§ **Task 1**: In the reformatory ship post, what items was Henry Tuck convicted of stealing from his master?
§ **Task 2**: Reproduce word for word the portion of the reformatory ship post from "When boys were" to "a little research.".
§ **Task 3**: Decide whether each statement agrees with the reformatory ship post, answering yes or no and quoting the words that settle it: (a) Henry Tuck was apprenticed to a shoemaker at Husborne Crawley. (b) Henry Tuck was sentenced to five years of hard labour in gaol. (c) After his release from Bedford Gaol, Henry Tuck was sent to the Akbar Reformatory Ship.
::: Passage given
Monday, 23 April 2012

Reformatory Ship

When boys were convicted of crimes from the 1840s onwards they were typically given a short gaol sentence followed by a period of years in a Reformatory School. At the Epiphany Sessions in 1871 Henry Tuck, a 13 year old apprentice to a shoemaker at Husborne Crawley, was convicted of stealing a coat, a hat, a scarf and a pair of shoes from his master Alfred Faulkner before absonding. He was apprended two weeks later at Huntingdon and sentenced to one month of hard labour in Gaol followed by 5 years at a Reformatory. The gaol database tells us that after his release from Bedford Gaol he was sent to the Akbar Reformatory Ship. This sounded intriguing, so I did a little research.
::::::
::: Extracted data
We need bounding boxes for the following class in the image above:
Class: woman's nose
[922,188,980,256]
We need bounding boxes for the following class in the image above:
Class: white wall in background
::::::
§ **Answer 1**: A coat, a hat, a scarf and a pair of shoes.

§ **Answer 2**:
When boys were convicted of crimes from the 1840s onwards they were typically given a short gaol sentence followed by a period of years in a Reformatory School. At the Epiphany Sessions in 1871 Henry Tuck, a 13 year old apprentice to a shoemaker at Husborne Crawley, was convicted of stealing a coat, a hat, a scarf and a pair of shoes from his master Alfred Faulkner before absonding. He was apprended two weeks later at Huntingdon and sentenced to one month of hard labour in Gaol followed by 5 years at a Reformatory. The gaol database tells us that after his release from Bedford Gaol he was sent to the Akbar Reformatory Ship. This sounded intriguing, so I did a little research.

§ **Answer 3**:
(a) Yes: "a 13 year old apprentice to a shoemaker at Husborne Crawley"
(b) No: "one month of hard labour in Gaol followed by 5 years at a Reformatory"
(c) Yes: "after his release from Bedford Gaol he was sent to the Akbar Reformatory Ship"